# First Hunt???



## ChukarDog (Dec 7, 2010)

I am new to this forum. 
I have a young V, 14 weeks. She shows signs of being very birdy and retrieves well. I have a large area around the house with a ton of wild quail. Can't shoot, congested area, but they are always around. I have been running her a few times a week and she seems to "hunt". Shgets birdy and then runs wild, flash points sometimes. I know the pointing will come. 

I have had a few GSP in the past and this is the first V I have owned. I have taken my prior GSPs on chukar hunts by this age. Wondering if it too soon for a V to do it? I have heard how they are softer dogs and need to be more cautious. I really don't want to set her back...


----------



## 19Delta (Jan 20, 2010)

I have a 7 mo. old V, my first, but my uncle hunted over them for years. From my experience watching his dogs, there was nothing "soft" about their hunting. Once they hit the field, they were machines, not worrying about weather, conditions, briars, cuts, etc. 
From a training standpoint, a Vizsla's temperment is much 'softer' than other field dogs, ie. they have to be in with the family, don't do well to having lessons 'beat' into them etc.
If you do your job, your V will do his regardless of conditions.

Good luck,

Tim


----------



## gunnr (Aug 14, 2009)

14 weeks is pretty young to be taking a dog out to hunt. You can introduce them to the various components, but expecting them to be able to point, steady to wing,shoot, and retrieve at 14 weeks is unreasonable.

There's nothing "soft" about a V while hunting. Properly trained and introduced, they can do just about everything that you expect of any pointer. They just don't naturally range as far as the bigger running dogs.


----------



## ChukarDog (Dec 7, 2010)

I wouldn't expect her to be steady, or even point. Just want to expose her to wild chukar and such...
Just curious if anyone had expierence running a Vizsla this young and what they expierenced....
Thanks for the responses.


----------

[Entries for bounding box labeling]
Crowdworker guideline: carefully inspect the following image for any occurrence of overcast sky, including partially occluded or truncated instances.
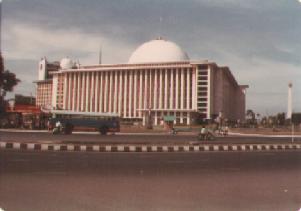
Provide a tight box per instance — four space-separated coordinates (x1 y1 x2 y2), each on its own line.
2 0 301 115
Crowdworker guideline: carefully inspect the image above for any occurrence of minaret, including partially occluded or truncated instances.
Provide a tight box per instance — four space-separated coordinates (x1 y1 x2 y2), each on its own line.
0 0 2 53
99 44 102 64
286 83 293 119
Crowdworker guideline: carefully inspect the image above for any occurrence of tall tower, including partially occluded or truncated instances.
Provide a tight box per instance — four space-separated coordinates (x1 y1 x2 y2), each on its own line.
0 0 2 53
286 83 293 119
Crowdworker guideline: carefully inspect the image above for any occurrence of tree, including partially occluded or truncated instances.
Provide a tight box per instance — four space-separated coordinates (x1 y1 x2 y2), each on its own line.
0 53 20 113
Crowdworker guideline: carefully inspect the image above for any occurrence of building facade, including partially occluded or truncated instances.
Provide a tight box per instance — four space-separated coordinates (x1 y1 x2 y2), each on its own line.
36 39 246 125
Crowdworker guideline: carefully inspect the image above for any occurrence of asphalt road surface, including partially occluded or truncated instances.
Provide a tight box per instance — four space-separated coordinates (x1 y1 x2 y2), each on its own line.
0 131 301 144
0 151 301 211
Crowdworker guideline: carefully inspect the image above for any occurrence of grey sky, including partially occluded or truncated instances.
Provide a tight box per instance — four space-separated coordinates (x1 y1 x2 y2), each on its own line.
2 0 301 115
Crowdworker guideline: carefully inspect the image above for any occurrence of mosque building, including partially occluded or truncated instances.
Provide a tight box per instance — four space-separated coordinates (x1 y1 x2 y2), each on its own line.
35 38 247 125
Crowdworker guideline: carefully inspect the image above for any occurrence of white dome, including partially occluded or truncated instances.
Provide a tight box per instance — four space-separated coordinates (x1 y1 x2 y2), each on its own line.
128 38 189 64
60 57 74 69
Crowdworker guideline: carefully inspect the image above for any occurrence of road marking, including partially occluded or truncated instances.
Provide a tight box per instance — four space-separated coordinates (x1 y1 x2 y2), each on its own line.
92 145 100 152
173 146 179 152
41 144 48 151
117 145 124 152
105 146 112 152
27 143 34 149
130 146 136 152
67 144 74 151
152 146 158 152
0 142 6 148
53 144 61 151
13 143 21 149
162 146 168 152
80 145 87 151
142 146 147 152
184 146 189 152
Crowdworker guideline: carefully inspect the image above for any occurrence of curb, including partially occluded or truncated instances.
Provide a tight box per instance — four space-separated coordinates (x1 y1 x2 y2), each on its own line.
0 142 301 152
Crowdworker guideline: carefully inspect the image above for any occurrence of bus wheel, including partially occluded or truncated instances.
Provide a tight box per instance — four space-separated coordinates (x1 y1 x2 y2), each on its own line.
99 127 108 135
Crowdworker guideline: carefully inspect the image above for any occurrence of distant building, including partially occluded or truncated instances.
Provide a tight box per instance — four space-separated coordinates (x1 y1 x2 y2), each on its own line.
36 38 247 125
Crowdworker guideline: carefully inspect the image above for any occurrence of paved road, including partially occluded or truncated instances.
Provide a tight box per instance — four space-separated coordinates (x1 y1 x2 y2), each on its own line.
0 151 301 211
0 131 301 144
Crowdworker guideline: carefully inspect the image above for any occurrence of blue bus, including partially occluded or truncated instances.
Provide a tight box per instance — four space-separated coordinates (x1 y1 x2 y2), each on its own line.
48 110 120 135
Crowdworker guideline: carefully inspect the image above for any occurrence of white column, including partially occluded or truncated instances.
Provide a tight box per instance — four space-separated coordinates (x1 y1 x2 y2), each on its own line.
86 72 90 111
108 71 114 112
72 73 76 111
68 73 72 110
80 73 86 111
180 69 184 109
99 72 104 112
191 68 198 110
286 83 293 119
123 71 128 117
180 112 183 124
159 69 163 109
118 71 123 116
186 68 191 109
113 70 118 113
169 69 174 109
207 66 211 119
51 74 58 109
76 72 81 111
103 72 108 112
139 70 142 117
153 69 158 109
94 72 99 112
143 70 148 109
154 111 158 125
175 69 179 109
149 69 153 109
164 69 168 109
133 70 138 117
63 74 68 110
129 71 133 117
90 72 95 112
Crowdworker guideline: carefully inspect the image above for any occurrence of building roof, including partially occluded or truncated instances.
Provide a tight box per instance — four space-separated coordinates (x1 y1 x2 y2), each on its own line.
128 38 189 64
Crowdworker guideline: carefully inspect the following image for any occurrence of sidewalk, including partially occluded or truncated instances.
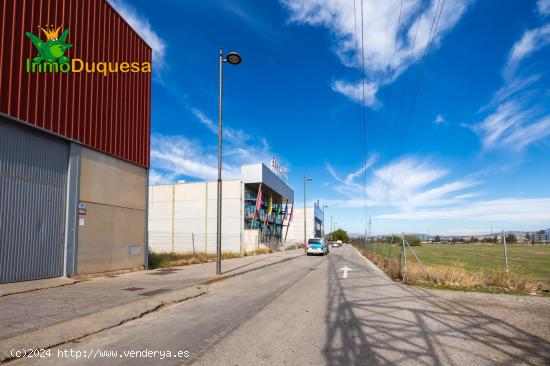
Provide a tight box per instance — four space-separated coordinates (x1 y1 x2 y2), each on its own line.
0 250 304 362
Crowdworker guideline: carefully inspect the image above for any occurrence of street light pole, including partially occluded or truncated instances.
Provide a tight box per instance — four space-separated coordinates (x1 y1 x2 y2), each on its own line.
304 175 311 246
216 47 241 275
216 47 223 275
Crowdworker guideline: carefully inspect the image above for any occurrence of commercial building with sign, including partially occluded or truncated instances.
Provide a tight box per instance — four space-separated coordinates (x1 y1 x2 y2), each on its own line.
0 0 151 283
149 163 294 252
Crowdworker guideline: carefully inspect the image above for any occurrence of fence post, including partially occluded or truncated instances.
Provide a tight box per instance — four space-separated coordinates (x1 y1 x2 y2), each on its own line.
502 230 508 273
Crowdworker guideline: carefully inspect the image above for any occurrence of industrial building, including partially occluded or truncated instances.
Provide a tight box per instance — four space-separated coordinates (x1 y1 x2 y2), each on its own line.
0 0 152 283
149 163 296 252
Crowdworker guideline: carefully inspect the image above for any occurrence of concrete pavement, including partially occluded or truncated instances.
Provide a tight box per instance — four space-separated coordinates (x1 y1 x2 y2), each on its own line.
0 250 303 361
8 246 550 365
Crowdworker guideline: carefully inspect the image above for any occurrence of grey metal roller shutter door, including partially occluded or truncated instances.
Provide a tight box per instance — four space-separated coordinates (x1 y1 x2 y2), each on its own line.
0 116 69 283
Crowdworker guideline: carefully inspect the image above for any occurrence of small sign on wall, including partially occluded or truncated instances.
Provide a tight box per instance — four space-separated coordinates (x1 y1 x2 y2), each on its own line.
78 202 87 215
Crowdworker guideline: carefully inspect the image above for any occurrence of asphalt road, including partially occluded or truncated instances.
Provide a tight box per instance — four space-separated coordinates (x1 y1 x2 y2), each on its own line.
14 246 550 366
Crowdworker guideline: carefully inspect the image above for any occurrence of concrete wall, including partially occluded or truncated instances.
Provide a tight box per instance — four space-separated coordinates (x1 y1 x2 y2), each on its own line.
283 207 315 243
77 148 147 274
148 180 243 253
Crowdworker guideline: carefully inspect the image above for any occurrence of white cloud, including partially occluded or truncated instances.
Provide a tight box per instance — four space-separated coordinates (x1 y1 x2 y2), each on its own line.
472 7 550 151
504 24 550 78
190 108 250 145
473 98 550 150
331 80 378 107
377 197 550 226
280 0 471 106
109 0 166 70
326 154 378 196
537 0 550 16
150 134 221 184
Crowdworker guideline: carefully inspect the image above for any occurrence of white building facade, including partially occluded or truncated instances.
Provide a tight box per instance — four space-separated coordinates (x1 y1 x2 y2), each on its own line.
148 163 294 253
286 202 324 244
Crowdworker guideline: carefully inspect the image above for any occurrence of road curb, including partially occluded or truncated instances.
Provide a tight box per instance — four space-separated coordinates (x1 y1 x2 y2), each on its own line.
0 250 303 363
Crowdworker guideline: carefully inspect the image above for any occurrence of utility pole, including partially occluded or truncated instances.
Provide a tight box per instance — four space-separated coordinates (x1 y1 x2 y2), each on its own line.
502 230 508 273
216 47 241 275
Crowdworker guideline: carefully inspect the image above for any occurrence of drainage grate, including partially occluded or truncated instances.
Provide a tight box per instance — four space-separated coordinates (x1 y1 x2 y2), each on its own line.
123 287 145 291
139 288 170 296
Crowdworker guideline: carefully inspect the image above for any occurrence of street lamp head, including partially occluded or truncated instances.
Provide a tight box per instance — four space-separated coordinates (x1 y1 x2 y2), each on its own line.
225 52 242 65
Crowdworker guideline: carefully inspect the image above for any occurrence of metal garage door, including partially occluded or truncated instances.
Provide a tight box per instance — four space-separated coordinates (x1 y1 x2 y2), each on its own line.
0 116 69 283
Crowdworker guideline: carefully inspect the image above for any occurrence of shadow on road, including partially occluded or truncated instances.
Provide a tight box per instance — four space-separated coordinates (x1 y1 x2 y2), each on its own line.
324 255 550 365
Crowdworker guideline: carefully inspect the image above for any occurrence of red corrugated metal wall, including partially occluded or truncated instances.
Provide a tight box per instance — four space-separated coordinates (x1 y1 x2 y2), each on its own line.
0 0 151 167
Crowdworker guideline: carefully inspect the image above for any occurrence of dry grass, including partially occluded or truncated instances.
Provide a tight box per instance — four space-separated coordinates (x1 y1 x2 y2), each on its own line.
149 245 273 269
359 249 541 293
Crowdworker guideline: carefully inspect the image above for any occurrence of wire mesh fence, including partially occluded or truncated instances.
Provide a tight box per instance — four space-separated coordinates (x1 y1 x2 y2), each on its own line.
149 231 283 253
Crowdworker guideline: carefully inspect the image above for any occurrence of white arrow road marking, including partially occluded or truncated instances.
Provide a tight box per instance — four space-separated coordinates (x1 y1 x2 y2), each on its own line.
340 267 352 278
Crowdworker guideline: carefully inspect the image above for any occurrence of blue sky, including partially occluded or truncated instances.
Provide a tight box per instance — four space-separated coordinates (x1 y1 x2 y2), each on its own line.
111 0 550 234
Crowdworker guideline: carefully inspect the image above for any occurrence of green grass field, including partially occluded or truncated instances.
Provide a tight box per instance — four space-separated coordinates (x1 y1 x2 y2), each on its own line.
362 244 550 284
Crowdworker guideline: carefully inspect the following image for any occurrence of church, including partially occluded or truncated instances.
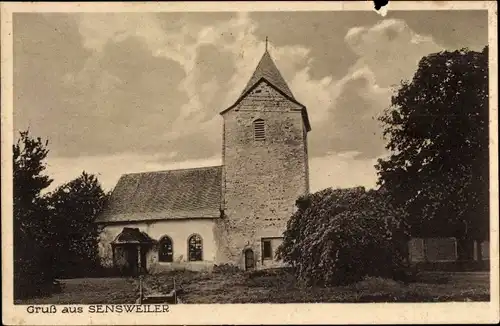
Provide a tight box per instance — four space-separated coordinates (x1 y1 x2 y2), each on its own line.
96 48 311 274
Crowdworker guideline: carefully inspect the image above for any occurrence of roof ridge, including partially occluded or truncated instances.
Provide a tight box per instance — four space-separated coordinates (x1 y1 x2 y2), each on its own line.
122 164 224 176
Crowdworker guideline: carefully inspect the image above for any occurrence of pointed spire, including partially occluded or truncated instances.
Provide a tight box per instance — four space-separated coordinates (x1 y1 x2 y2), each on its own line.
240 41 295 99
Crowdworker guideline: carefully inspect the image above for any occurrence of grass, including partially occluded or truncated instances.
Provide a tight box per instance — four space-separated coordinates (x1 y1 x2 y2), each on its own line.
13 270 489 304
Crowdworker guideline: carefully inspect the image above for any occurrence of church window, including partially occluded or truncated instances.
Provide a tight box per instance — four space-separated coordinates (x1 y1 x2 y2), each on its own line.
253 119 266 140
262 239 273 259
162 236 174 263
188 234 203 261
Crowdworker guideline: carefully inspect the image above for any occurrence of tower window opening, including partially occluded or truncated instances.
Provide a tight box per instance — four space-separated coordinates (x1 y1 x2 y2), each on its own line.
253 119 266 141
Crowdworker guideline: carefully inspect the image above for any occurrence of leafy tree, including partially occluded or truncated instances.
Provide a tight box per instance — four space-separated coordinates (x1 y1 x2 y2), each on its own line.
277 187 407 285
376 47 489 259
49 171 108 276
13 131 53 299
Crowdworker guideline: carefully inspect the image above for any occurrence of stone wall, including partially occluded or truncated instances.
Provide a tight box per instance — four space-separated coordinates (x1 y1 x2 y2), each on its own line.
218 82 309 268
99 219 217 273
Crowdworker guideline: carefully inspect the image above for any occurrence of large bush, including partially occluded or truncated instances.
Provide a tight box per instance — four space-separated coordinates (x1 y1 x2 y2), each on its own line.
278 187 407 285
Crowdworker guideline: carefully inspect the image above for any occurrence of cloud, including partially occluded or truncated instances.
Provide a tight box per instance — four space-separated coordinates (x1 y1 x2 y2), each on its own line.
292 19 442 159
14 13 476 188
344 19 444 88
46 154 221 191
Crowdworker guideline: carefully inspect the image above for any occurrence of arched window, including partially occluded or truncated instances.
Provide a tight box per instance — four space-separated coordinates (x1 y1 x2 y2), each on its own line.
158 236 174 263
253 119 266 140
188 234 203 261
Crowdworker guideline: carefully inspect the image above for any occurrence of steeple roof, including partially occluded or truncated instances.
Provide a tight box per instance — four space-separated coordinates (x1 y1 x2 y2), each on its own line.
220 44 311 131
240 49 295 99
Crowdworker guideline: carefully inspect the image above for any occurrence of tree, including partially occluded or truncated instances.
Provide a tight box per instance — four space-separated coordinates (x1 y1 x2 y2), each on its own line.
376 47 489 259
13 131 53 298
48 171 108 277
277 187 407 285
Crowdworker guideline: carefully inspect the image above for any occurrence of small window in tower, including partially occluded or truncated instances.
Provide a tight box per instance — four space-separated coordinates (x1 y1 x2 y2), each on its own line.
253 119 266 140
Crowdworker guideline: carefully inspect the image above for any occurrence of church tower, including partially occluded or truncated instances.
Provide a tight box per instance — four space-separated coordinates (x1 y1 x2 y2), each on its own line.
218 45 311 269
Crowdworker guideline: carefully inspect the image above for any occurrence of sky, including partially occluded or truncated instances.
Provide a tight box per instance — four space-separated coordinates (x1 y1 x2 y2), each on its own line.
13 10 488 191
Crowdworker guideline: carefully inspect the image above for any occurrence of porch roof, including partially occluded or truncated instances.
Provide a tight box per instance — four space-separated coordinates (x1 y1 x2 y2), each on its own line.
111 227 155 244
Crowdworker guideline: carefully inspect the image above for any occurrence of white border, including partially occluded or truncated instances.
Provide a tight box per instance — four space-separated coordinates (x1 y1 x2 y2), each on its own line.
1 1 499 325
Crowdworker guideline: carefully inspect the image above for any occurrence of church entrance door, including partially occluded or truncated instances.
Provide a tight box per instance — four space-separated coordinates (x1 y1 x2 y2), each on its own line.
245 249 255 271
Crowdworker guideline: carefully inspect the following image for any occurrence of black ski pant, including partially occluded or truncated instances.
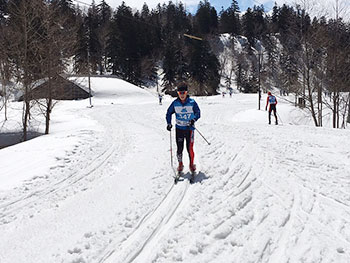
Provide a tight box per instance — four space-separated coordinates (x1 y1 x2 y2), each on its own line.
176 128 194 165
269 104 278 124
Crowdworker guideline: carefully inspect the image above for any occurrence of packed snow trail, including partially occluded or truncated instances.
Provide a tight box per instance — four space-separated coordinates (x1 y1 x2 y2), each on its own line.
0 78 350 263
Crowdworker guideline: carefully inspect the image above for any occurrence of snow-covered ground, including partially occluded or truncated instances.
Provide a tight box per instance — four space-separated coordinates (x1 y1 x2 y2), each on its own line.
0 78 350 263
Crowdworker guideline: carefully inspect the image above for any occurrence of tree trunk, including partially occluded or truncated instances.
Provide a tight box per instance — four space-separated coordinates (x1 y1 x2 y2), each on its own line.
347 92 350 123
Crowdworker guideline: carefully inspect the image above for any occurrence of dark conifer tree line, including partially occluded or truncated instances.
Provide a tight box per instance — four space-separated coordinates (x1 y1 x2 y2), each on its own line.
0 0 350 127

(DIRECTION): Rewrite the forum thread about a young Vizsla's first hunt between "I have a young" and "pointing will come.", inclusive, swapping "wild quail" for "wild pheasant".

(THE SOLUTION):
I have a young V, 14 weeks. She shows signs of being very birdy and retrieves well. I have a large area around the house with a ton of wild pheasant. Can't shoot, congested area, but they are always around. I have been running her a few times a week and she seems to "hunt". Shgets birdy and then runs wild, flash points sometimes. I know the pointing will come.